Text passage:
/---

The first of these four papers, On Adaptive Estimation, represents the culmination and summary of the first period of research on the phenomena of adaptive estimation uncovered by Stein (1956): it gives a masterful exposition of the state of “adaptive estimation” in the early 1980s, and new constructions of efficient estimators in several models satisfying Stein’s necessary conditions for “adaptive estimation” in the sense of Stein (1956). Bickel (1982) begins in Sect. 5.1.2 with an explanation of “adaptive estimation”, with focus on the “i.i.d. case”, and introduces four key examples to be treated: (1) the one-sample symmetric location model \({\mathcal{P}}_{1}\) introduced above; (2) linear regression with symmetric errors; (3) linear regression with a constant and arbitrary errors, a model closely related to the two-sample shift model \({\mathcal{P}}_{2}\) introduced above; and (4) location and variance-covariance parameters of elliptic distributions. The paper then moves to an explanation of Stein’s necessary condition and presentation of a (new) set of sufficient conditions for adaptive estimation involving \({L}_{2}({P}_{{\theta }_{m},G})-\)consistent estimation of the efficient influence function (“Condition H”). Bickel shows that the sufficient conditions are satisfied in the Examples (1)–(4), and hence that adaptive estimators exist in each of these problems. It was also conjectured that Condition H is necessary for adaptation. Necessary and sufficient conditions only slightly stronger than “Condition H” were established by Schick (1986) and Klaassen (1987); also see Bickel et al. (19931998), Sect. 7.8.

According to the ISI Web of Science, as of 20 June 2011, this paper has received 228 citations, and thus is the most cited of the four papers reviewed here. It inspired the search for necessary and sufficient conditions for adaptive estimation (including the papers by Schick (1986) and Klaassen (1987) mentioned above). It also implicitly raised the issue of understanding efficient estimation in semiparametric models more generally. This was the focus of my joint work with Janet Begun, W. J. (Jack) Hall, and Wei-Min Huang at the University of Rochester during the period 1979–1983, resulting in Begun et al. (1983), which I will refer to in the rest of this discussion as BHHW.

\---

Data extract:
/---

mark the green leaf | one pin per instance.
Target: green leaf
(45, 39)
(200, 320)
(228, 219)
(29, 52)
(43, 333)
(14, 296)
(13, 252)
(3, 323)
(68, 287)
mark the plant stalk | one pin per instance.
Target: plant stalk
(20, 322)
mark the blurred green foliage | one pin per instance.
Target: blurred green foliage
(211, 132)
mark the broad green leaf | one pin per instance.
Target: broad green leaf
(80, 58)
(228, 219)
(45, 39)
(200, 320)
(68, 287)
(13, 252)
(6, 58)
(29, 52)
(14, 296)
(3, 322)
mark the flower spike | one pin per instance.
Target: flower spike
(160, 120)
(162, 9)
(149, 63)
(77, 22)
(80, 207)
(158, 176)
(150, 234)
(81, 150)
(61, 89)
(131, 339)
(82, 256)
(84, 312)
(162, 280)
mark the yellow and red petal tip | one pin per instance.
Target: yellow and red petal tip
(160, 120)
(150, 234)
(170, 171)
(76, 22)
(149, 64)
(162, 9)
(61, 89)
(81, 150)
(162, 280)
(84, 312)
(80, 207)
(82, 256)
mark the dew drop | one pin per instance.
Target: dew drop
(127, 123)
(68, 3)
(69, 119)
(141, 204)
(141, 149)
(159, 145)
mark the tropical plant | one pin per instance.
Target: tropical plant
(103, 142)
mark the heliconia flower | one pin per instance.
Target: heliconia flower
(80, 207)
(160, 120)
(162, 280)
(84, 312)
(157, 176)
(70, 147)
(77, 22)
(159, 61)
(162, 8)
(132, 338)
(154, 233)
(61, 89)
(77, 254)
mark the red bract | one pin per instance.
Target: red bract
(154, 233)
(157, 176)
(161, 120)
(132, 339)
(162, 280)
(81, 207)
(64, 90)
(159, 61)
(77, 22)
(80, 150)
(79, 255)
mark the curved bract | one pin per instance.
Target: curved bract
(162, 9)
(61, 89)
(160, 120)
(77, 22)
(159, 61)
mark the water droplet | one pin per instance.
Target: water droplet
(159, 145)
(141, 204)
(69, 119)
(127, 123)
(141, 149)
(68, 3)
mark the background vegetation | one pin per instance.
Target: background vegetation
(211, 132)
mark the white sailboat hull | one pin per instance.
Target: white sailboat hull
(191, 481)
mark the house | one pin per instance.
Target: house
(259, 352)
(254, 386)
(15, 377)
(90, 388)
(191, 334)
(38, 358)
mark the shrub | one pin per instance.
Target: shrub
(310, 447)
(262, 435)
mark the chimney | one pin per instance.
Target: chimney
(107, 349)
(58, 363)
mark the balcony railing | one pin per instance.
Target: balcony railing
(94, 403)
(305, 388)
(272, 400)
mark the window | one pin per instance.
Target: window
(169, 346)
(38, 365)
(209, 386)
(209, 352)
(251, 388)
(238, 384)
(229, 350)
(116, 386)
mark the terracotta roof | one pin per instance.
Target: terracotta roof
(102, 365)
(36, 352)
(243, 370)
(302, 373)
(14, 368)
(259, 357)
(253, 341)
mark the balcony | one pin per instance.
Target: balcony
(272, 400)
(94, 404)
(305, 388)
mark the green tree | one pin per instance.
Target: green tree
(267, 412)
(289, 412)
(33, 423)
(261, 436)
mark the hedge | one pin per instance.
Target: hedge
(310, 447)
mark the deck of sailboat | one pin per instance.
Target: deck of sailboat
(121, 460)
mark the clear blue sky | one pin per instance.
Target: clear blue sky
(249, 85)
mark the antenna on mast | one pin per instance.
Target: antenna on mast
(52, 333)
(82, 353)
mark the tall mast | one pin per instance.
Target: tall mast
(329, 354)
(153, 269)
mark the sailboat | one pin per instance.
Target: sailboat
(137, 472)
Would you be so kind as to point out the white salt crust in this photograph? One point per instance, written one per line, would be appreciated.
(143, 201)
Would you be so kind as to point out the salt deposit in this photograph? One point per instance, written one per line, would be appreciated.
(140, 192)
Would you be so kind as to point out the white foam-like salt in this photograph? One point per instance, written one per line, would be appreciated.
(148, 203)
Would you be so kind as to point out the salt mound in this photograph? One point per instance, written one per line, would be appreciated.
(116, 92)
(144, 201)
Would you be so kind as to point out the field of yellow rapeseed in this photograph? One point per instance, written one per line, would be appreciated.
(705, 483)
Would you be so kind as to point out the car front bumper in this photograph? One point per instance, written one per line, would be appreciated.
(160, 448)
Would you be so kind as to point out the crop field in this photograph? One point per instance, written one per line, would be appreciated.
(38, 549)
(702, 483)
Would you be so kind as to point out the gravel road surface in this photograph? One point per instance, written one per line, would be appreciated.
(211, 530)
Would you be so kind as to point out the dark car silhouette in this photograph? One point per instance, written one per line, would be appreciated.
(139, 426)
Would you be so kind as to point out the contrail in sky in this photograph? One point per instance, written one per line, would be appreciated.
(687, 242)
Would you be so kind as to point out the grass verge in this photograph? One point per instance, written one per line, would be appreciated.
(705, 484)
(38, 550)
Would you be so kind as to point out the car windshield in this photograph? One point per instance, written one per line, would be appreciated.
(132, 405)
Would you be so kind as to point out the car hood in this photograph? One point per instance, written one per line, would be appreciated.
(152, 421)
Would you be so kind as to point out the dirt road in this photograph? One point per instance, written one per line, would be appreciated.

\---

Instructions:
• 1. Copy the passage on adaptive estimation word for word, in full.
• 2. Write out, word for word, the lines of the entries from the one containing "the car hood" through the final line of the entries, both included.
The passage on adaptive estimation and the entries have nothing to do with each other.

Answers given:
• 1.
The first of these four papers, On Adaptive Estimation, represents the culmination and summary of the first period of research on the phenomena of adaptive estimation uncovered by Stein (1956): it gives a masterful exposition of the state of “adaptive estimation” in the early 1980s, and new constructions of efficient estimators in several models satisfying Stein’s necessary conditions for “adaptive estimation” in the sense of Stein (1956). Bickel (1982) begins in Sect. 5.1.2 with an explanation of “adaptive estimation”, with focus on the “i.i.d. case”, and introduces four key examples to be treated: (1) the one-sample symmetric location model \({\mathcal{P}}_{1}\) introduced above; (2) linear regression with symmetric errors; (3) linear regression with a constant and arbitrary errors, a model closely related to the two-sample shift model \({\mathcal{P}}_{2}\) introduced above; and (4) location and variance-covariance parameters of elliptic distributions. The paper then moves to an explanation of Stein’s necessary condition and presentation of a (new) set of sufficient conditions for adaptive estimation involving \({L}_{2}({P}_{{\theta }_{m},G})-\)consistent estimation of the efficient influence function (“Condition H”). Bickel shows that the sufficient conditions are satisfied in the Examples (1)–(4), and hence that adaptive estimators exist in each of these problems. It was also conjectured that Condition H is necessary for adaptation. Necessary and sufficient conditions only slightly stronger than “Condition H” were established by Schick (1986) and Klaassen (1987); also see Bickel et al. (19931998), Sect. 7.8.

According to the ISI Web of Science, as of 20 June 2011, this paper has received 228 citations, and thus is the most cited of the four papers reviewed here. It inspired the search for necessary and sufficient conditions for adaptive estimation (including the papers by Schick (1986) and Klaassen (1987) mentioned above). It also implicitly raised the issue of understanding efficient estimation in semiparametric models more generally. This was the focus of my joint work with Janet Begun, W. J. (Jack) Hall, and Wei-Min Huang at the University of Rochester during the period 1979–1983, resulting in Begun et al. (1983), which I will refer to in the rest of this discussion as BHHW.

• 2.
Would you be so kind as to point out the car hood in this photograph? One point per instance, written one per line, would be appreciated.
(152, 421)
Would you be so kind as to point out the dirt road in this photograph? One point per instance, written one per line, would be appreciated.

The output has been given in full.